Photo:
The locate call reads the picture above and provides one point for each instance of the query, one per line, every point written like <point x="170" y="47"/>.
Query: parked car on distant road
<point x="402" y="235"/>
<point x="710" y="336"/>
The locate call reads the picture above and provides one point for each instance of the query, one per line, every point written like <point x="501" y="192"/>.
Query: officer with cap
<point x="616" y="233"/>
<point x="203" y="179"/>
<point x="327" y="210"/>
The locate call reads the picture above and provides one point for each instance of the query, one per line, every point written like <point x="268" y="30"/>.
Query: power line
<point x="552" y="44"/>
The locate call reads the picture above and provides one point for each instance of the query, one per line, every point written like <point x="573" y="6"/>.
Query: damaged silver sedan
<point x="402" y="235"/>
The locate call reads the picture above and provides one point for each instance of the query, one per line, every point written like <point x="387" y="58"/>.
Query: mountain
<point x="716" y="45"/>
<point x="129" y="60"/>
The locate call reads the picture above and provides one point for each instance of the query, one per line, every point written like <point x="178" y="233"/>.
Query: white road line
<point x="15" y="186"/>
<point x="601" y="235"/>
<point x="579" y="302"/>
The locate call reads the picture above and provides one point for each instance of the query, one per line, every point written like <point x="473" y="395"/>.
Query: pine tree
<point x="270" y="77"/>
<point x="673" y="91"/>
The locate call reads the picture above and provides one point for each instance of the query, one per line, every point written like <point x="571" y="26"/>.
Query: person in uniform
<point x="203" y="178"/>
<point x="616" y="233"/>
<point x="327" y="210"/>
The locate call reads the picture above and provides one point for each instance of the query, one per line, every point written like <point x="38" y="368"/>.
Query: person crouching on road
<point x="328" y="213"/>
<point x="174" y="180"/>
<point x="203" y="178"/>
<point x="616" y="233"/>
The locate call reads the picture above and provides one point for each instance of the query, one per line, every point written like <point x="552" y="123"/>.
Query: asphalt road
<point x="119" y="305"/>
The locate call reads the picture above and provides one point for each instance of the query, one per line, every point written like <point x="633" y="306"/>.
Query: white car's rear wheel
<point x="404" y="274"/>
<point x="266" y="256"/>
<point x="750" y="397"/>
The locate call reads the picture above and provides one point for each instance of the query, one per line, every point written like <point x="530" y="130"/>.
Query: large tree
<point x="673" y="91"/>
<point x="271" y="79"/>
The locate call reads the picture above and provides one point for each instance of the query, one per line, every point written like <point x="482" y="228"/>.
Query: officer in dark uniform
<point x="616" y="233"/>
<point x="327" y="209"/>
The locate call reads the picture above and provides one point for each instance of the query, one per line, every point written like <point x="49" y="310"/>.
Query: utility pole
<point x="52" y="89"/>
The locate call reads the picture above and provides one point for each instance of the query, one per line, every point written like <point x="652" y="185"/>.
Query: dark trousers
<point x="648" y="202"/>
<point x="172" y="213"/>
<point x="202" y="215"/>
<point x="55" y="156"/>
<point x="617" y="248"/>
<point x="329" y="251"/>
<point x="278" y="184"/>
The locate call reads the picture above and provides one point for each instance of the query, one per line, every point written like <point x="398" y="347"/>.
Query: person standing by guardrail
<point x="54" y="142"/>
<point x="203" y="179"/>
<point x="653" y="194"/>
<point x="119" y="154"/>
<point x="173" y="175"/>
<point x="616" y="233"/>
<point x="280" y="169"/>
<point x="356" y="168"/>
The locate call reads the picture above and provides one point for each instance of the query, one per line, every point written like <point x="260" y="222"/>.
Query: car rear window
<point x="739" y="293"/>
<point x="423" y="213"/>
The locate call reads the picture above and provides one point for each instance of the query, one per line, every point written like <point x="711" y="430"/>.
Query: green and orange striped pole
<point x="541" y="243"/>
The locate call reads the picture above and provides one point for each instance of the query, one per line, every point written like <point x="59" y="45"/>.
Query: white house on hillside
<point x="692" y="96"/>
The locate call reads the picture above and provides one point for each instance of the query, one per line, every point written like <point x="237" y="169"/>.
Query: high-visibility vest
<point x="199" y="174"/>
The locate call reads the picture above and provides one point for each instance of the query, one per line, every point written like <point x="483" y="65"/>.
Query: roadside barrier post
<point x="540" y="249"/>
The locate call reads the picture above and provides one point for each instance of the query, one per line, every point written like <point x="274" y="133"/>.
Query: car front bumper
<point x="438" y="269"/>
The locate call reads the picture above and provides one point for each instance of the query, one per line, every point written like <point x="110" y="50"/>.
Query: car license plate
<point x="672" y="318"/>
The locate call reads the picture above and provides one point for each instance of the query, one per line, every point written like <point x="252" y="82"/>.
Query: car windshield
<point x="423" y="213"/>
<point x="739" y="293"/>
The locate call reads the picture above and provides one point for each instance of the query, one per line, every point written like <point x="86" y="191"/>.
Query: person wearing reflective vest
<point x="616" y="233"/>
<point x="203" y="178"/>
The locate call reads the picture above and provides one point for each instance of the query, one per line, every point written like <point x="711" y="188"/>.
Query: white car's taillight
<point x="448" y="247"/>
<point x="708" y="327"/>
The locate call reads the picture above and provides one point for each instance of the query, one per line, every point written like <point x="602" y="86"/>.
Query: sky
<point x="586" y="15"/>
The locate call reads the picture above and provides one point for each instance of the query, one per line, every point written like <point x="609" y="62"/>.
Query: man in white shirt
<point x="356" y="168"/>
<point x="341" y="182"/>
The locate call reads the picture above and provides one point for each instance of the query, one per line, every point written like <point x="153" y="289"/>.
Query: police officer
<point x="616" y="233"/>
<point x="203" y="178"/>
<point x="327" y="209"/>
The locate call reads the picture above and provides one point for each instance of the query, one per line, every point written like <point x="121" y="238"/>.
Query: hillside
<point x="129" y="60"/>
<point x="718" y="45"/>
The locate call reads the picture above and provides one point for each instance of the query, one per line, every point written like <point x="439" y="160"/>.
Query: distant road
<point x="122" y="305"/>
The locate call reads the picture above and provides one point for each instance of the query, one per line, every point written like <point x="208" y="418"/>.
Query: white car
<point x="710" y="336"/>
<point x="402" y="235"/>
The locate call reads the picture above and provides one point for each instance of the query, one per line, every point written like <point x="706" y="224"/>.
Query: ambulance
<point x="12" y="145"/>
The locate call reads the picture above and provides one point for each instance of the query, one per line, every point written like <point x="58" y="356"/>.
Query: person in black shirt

= = = = = = =

Write out again exactly the lines that run from the one holding "Query: ambulance" through the last line of the data; omit all other lines.

Query: ambulance
<point x="12" y="145"/>
The locate call reads the picture above and provides one point for each instance of the query, one per line, every point written like <point x="58" y="356"/>.
Query: person in black shirt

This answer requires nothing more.